Material for this task
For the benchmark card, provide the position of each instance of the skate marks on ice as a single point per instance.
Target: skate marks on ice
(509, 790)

==

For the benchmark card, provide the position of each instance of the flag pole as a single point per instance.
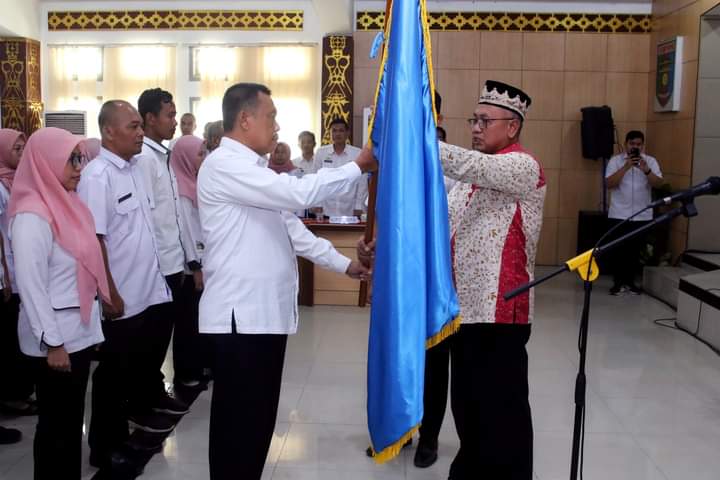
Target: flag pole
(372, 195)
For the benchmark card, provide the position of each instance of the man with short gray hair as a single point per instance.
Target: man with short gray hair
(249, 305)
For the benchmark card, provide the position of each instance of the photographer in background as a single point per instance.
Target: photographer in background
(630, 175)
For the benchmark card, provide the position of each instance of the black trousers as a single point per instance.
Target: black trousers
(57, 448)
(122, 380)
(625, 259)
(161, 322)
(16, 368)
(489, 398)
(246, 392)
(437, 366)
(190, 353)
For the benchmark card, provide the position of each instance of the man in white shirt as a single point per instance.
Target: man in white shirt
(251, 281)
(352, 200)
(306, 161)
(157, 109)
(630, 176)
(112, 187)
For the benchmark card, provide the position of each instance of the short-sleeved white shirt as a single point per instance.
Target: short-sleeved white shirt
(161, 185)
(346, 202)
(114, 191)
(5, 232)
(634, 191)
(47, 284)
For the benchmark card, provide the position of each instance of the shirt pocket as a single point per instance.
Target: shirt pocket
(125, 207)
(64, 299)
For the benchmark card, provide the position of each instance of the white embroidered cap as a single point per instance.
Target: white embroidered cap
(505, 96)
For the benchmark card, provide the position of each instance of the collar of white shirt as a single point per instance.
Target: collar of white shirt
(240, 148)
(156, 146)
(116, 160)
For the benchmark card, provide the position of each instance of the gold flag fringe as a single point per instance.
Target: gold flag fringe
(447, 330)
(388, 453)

Set task
Select every line above that contains the string "embroidered". Case counts.

Exercise response
For the benchmark card, provide the position of each instance of the white embroidered cap as a single point per instance.
Target: white embroidered cap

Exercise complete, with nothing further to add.